# TASK REQUIREMENTS
Return an exact copy of the lines from the one holding "of the young" to the end of the data, including both the starting and final lines. Leave the pictures out.

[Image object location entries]
━━━━━━━━━━━━━━━━━━━━━━━━━━━━━━

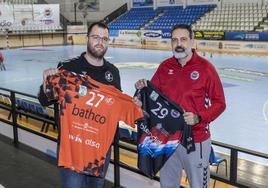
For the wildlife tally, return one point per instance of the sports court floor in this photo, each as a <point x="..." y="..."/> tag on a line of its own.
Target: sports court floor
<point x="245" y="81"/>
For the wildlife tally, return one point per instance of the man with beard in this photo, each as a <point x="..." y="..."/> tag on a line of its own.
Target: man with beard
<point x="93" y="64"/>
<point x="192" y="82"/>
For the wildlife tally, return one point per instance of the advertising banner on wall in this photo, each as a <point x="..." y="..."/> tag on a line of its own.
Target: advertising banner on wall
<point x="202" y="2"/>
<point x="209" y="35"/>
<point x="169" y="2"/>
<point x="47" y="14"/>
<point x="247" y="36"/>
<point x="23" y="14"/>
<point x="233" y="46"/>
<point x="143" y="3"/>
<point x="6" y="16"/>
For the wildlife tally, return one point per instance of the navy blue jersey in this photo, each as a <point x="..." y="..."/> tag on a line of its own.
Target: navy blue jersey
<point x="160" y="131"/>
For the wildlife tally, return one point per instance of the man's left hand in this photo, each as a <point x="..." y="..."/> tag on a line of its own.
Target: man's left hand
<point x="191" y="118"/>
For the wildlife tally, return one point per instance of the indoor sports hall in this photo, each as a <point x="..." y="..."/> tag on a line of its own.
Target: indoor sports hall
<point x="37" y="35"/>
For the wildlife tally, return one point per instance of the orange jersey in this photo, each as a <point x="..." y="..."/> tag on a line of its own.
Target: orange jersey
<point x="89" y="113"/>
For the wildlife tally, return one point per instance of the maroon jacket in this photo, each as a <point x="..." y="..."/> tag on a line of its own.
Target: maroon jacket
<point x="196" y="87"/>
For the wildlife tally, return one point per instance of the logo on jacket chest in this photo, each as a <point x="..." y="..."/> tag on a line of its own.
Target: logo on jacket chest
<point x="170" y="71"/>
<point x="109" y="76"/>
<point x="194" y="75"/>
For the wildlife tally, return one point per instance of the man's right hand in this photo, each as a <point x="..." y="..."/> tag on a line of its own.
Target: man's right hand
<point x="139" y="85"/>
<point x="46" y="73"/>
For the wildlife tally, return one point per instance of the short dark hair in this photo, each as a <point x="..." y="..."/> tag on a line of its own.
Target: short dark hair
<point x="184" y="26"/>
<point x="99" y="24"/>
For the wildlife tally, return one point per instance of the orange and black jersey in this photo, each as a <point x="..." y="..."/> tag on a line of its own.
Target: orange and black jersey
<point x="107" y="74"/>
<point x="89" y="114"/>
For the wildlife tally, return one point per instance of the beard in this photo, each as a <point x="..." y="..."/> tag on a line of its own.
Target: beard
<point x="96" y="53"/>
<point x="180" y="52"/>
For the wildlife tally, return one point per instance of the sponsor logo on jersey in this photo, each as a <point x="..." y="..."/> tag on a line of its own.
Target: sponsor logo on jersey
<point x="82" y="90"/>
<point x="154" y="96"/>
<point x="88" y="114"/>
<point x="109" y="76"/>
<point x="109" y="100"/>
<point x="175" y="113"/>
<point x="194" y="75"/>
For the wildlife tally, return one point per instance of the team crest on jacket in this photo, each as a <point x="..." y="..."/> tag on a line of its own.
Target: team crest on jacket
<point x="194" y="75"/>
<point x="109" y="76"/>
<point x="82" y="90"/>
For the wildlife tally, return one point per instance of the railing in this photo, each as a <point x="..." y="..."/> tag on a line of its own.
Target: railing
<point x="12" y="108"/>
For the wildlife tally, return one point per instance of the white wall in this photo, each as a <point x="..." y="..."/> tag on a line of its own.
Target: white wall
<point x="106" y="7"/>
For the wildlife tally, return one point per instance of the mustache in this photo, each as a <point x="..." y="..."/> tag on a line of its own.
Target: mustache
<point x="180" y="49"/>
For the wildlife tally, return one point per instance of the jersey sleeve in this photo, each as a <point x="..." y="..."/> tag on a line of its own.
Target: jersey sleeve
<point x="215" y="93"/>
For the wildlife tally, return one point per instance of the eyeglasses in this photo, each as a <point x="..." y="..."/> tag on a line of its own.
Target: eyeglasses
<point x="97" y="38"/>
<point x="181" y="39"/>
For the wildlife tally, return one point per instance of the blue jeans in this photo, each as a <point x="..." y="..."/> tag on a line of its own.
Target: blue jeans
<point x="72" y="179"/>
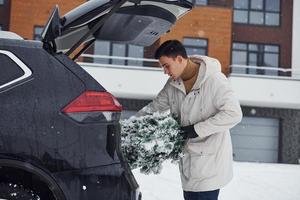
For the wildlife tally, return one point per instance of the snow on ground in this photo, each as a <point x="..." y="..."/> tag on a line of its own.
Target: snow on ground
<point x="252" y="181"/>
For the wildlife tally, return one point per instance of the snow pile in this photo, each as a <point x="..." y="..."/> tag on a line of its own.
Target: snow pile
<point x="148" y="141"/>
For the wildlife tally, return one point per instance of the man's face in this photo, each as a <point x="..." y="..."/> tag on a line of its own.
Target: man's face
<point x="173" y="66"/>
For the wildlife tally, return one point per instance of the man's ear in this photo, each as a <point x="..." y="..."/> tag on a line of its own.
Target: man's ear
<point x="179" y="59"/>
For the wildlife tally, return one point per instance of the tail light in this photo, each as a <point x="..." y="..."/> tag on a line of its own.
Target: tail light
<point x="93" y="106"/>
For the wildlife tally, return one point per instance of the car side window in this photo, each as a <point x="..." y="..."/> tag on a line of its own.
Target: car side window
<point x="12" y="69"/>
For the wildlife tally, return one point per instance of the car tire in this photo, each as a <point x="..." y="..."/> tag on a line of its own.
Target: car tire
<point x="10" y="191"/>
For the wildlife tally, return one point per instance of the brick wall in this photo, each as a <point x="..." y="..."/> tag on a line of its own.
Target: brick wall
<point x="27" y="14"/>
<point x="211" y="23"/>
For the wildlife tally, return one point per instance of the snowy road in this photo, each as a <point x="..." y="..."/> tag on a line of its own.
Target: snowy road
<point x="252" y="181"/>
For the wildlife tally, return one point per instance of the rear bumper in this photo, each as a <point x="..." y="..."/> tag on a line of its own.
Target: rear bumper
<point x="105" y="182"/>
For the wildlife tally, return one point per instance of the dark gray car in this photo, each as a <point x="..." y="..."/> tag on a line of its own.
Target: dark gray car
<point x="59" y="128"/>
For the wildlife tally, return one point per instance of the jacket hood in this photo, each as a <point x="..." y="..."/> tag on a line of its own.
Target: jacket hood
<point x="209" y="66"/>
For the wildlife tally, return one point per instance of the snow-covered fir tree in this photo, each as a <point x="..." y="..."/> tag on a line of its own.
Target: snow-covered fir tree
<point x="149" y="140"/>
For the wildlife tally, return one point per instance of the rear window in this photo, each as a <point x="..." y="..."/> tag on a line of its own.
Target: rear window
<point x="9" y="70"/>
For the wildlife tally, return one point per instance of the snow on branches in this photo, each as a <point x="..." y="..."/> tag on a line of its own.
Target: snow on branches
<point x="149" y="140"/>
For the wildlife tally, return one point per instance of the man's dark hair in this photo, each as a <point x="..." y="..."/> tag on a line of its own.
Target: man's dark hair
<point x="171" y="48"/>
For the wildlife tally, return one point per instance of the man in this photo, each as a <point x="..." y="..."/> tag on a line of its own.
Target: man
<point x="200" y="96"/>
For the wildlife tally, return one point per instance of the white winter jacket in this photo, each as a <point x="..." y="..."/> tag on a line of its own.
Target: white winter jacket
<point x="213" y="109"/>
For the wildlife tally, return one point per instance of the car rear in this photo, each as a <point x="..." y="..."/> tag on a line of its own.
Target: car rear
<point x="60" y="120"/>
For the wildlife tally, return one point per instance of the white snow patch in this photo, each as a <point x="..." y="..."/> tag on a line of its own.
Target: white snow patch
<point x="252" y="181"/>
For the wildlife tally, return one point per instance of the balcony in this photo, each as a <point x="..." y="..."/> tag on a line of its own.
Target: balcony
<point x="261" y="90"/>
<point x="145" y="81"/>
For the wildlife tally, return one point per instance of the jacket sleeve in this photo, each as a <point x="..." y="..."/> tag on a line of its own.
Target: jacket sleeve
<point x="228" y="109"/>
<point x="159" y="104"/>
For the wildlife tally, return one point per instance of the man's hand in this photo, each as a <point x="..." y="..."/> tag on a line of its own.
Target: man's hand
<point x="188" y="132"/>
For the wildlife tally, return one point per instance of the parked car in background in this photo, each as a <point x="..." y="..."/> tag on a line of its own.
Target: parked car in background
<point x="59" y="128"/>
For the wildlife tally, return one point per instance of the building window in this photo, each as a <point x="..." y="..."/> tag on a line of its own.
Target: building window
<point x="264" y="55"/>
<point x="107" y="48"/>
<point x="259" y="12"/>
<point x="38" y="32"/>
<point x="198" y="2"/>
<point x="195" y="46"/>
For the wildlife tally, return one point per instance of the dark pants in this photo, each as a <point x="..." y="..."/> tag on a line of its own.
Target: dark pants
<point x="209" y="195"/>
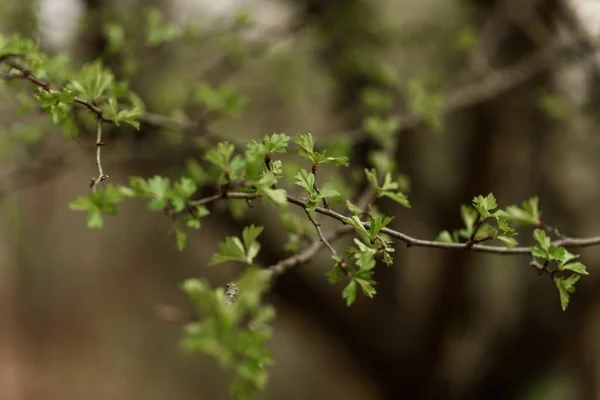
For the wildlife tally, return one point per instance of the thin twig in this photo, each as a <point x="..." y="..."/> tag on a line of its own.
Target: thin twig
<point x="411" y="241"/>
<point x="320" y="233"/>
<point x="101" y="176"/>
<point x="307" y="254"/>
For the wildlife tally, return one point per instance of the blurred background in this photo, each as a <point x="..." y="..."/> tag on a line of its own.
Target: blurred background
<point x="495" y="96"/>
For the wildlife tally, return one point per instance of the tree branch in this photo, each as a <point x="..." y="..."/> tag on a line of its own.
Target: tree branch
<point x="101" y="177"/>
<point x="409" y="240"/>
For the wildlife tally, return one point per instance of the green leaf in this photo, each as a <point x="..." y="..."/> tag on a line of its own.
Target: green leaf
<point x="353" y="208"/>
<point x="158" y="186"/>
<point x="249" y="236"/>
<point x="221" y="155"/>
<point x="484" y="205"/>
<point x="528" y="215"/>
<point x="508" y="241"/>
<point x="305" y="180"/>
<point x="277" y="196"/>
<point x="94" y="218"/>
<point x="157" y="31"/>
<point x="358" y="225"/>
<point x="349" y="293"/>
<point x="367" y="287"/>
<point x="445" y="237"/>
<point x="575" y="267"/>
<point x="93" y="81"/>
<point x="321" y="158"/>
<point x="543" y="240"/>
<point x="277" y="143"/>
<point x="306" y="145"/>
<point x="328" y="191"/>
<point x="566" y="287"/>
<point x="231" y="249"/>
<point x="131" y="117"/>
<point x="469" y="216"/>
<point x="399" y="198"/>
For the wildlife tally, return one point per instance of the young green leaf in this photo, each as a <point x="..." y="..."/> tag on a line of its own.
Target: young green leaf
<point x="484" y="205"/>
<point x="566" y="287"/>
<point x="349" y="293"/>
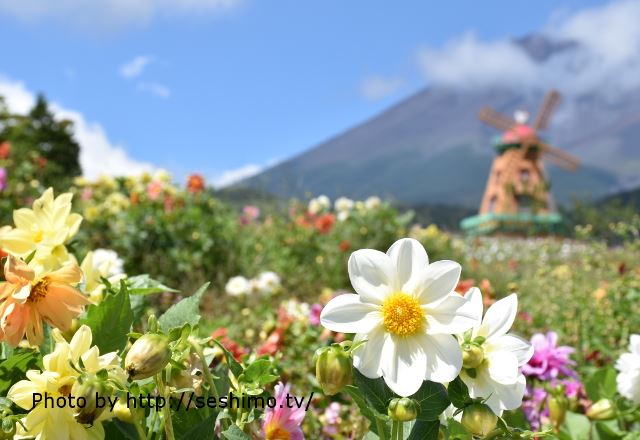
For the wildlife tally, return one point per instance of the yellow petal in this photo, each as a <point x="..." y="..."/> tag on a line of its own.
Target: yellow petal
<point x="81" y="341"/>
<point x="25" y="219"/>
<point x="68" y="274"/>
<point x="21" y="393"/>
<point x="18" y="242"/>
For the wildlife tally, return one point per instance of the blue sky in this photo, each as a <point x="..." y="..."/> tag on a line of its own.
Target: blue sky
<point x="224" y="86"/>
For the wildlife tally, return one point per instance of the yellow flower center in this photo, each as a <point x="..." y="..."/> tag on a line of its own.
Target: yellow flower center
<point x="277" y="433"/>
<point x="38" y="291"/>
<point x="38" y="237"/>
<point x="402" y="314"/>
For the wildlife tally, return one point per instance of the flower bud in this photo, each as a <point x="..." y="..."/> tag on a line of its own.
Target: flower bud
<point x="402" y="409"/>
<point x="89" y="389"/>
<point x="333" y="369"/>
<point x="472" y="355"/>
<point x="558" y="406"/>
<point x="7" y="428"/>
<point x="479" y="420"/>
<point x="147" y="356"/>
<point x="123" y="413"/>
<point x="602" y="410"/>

━━━━━━━━━━━━━━━━━━━━━━━━━━━━━━

# WRITTEN SOLUTION
For the wildlife tally, return one point per instance of the young green leaf in this photo, each as a <point x="..." y="..."/> tag on a line of its own.
Target: young green leaf
<point x="484" y="205"/>
<point x="566" y="287"/>
<point x="349" y="293"/>
For the wildlife tally, return one point per instance of the yellow petal in this photo, each as a <point x="..." y="..."/> tag on a line of its own.
Target: yellow petal
<point x="81" y="341"/>
<point x="25" y="219"/>
<point x="68" y="274"/>
<point x="21" y="393"/>
<point x="18" y="242"/>
For the wildlife tally, return one point per instance of the blue sky in this photo, each as a <point x="..." y="..."/> tag on a line of its own.
Target: blue sky
<point x="224" y="86"/>
For the wildlife tally, return one point per instance of the yellow flower center in this photo, each as a <point x="..." y="..."/> tag on a line of its own.
Target: yellow flower center
<point x="277" y="433"/>
<point x="38" y="291"/>
<point x="38" y="237"/>
<point x="402" y="314"/>
For the wildlife tally, return one point per instance of the flower bud in this photo, each as a <point x="..." y="..."/> tag on a line of its own.
Target: flower bud
<point x="402" y="409"/>
<point x="89" y="389"/>
<point x="333" y="369"/>
<point x="472" y="355"/>
<point x="558" y="406"/>
<point x="7" y="428"/>
<point x="479" y="420"/>
<point x="147" y="356"/>
<point x="123" y="413"/>
<point x="602" y="410"/>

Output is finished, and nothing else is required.